» WHAT YOU HAVE TO DO: Copy exactly, and only, the lines from the line containing "the insect's middle" through the last line of the records below, both included.

» RECORDS TO PROCESS:

####

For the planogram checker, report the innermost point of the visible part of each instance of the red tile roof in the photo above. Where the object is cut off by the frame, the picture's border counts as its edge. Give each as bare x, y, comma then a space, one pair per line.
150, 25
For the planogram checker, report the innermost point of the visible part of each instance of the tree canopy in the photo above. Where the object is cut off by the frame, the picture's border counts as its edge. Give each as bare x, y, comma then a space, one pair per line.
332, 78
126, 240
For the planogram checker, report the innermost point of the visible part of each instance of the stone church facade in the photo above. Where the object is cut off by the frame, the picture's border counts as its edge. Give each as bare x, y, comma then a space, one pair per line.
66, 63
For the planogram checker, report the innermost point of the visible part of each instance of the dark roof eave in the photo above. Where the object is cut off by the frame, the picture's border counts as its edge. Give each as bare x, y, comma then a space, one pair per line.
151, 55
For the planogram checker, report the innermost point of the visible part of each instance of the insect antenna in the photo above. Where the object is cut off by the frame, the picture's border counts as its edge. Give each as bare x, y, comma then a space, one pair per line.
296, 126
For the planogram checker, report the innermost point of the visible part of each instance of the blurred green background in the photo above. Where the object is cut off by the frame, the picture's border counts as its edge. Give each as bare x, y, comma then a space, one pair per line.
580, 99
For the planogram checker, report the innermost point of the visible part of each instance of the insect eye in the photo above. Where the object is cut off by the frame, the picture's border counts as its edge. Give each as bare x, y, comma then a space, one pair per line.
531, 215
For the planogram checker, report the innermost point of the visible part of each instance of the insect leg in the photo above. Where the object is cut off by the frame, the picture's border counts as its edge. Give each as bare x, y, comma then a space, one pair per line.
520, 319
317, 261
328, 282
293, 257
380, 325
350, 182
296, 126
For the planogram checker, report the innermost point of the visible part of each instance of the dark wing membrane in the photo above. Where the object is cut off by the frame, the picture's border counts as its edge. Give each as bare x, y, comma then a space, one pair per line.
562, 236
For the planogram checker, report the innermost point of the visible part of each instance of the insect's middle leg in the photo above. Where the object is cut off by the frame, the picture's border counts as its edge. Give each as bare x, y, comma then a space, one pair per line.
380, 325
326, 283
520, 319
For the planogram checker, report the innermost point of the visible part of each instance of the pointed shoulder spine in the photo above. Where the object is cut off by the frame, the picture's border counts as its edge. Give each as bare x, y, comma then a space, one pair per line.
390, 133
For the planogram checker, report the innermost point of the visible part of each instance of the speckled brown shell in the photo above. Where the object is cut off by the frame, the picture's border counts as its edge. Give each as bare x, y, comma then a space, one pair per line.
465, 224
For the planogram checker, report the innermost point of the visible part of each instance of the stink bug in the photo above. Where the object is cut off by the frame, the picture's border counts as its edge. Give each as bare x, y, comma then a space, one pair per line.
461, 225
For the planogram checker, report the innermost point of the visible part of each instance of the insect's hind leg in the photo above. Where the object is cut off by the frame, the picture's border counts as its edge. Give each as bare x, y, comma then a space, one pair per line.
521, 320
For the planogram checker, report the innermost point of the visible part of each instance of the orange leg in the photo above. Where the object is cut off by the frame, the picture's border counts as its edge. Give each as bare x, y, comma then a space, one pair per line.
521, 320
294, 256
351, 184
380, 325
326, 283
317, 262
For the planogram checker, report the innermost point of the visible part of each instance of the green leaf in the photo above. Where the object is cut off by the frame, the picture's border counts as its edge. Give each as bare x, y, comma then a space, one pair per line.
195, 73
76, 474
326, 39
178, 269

####

» PROBLEM SOLUTION:
For the planogram checker, report the innermost point of the visible part of each instance of the insect's middle leg in the photo above. Where the object is cut off by the frame, the picture's border counts as its edge. Give each as bare x, y, comma then a space, one pair per line.
380, 325
326, 283
520, 319
For the planogram checker, report the innermost point of the visible part of each instance of the pointed shoulder spine in the photo above. Where the object is cut off by the frame, the picture's border counts as its edge. Give each as bare x, y, comma then a space, one pair per line.
390, 133
For the planogram checker, report the innermost point of the visible part of each instance of the speckled brown shell in the photo above. Where the object is cut off by the frame, the picture's border counts as its edge. Give each as bare x, y, comma then a space, one pair per line.
465, 224
For the planogram checker, report the innermost point of the visible part of each instance of the stink bug in the photo above. Where the object is cut off by the frame, the picture's border counts as its edge. Give each as bare x, y, comma then a space, one pair per line.
461, 225
For the planogram checker, report the innermost point of the visible part of each instance of the insect's hind leg in the photo above. Where the object is cut off by the frame, the picture's border counts as its edge. Give each as bare x, y, comma then a space, one pair per line.
521, 320
For the planogram checker, report the innermost point of the visible part of each instance of the orange leg in the photo above. Where the object is cut off by the frame, the picture's border counts as its edge. Give each as bare x, y, comma then a space, one pair per line.
521, 320
294, 256
351, 184
380, 325
326, 283
317, 262
For the planogram checker, report the innermost point of the visible part of each instance of the green leaf in the photo above. Where the object is cut off by the frame, the picture's border counts as its edge. Give each as bare x, y, comma then a space, one pair per line.
195, 73
76, 474
326, 39
178, 269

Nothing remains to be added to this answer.